Task instructions: Copy the data exactly; pictures stay out of the copy.

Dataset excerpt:

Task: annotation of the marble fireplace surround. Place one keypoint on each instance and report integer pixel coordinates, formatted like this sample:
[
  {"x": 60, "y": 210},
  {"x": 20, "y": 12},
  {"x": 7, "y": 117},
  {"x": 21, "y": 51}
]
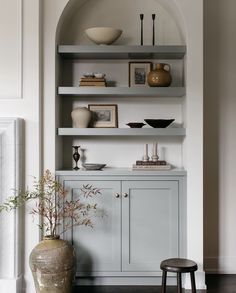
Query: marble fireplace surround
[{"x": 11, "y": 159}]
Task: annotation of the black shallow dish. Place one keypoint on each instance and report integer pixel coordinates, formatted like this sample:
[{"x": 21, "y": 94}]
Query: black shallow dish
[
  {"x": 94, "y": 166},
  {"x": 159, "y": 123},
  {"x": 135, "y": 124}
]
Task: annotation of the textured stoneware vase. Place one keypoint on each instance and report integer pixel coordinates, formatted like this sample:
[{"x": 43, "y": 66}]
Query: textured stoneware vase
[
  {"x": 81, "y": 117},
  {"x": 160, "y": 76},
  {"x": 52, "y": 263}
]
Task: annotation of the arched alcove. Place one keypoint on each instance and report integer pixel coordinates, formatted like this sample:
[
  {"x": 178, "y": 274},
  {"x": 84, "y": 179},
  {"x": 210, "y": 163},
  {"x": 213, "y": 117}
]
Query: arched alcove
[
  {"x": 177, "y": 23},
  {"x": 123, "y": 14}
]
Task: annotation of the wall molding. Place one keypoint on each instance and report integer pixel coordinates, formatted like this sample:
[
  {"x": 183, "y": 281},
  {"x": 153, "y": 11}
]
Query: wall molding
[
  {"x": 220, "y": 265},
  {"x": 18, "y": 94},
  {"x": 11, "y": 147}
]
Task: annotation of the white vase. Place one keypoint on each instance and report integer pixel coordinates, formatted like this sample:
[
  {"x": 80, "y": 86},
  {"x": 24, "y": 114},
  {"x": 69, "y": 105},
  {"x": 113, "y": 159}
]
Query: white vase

Exercise solution:
Task: annotation of the marble fireplace surround. Place one keypoint on each instance and report integer pixel coordinates, formatted like this sample:
[
  {"x": 60, "y": 210},
  {"x": 20, "y": 12},
  {"x": 7, "y": 117},
  {"x": 21, "y": 51}
]
Query: marble fireplace surround
[{"x": 11, "y": 159}]
Task: annotation of the black shallow dish. Place one keypoint on each instance and report integer pixel coordinates, formatted like this sample:
[{"x": 21, "y": 94}]
Query: black shallow dish
[
  {"x": 94, "y": 166},
  {"x": 159, "y": 123},
  {"x": 135, "y": 124}
]
Task: annotation of the textured stoneware vase. Place one keypoint on each instance and report integer pixel coordinates, formatted like this sample:
[{"x": 43, "y": 66}]
Query: textured stoneware vase
[
  {"x": 81, "y": 117},
  {"x": 160, "y": 76},
  {"x": 52, "y": 263}
]
Task: annotation of the arched alcove. Place one keypoint on each instance and report integer pixel coordinates, formatted like this sample:
[
  {"x": 178, "y": 274},
  {"x": 84, "y": 179},
  {"x": 210, "y": 163},
  {"x": 213, "y": 117}
]
Query: arched alcove
[
  {"x": 177, "y": 23},
  {"x": 123, "y": 14}
]
Task: annotation of the wall molding. Place one keypoint on each instance and report integer pixel coordinates, formatted like this sample:
[
  {"x": 183, "y": 281},
  {"x": 153, "y": 11}
]
Query: wall molding
[
  {"x": 220, "y": 265},
  {"x": 18, "y": 94},
  {"x": 11, "y": 147}
]
Task: annotation of the white vase. Place one keypoint on each instance and report integer pixel coordinates, formatted like this sample:
[
  {"x": 80, "y": 86},
  {"x": 24, "y": 114},
  {"x": 69, "y": 105},
  {"x": 113, "y": 159}
]
Query: white vase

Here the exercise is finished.